→ **WRITTEN REQUEST**: Return every line below that contains the string "Target", treating uppercase and lowercase letters as distinct.

→ **RAW DATA**:
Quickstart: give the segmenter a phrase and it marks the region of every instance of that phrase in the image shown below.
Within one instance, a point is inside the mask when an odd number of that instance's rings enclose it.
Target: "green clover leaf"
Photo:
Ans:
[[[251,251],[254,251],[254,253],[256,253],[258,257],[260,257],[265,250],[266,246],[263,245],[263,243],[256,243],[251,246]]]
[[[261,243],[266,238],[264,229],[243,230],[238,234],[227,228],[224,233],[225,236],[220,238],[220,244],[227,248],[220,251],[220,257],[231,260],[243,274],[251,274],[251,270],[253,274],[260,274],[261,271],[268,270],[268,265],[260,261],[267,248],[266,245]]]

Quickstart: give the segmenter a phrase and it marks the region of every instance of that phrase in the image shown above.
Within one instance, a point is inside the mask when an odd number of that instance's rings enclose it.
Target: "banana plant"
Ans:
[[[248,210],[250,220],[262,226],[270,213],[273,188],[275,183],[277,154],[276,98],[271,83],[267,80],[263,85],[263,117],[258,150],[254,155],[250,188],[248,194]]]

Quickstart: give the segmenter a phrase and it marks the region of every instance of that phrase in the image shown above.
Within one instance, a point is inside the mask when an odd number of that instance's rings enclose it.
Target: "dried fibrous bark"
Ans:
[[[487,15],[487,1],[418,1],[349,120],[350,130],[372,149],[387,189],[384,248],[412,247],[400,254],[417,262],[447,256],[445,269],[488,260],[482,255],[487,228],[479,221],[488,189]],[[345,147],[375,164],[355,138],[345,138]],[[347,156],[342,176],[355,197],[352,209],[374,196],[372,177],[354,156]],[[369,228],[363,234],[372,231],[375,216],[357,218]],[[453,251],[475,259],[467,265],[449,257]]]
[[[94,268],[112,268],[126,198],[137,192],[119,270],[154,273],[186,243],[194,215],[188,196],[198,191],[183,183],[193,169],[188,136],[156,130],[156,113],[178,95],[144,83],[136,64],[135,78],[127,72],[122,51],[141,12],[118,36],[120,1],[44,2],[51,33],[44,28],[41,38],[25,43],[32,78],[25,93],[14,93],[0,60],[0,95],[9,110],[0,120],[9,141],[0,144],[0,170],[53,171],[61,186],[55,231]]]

→ **RESPONSE**:
Target: "green clover leaf"
Target: "banana plant"
Target: "dried fibrous bark"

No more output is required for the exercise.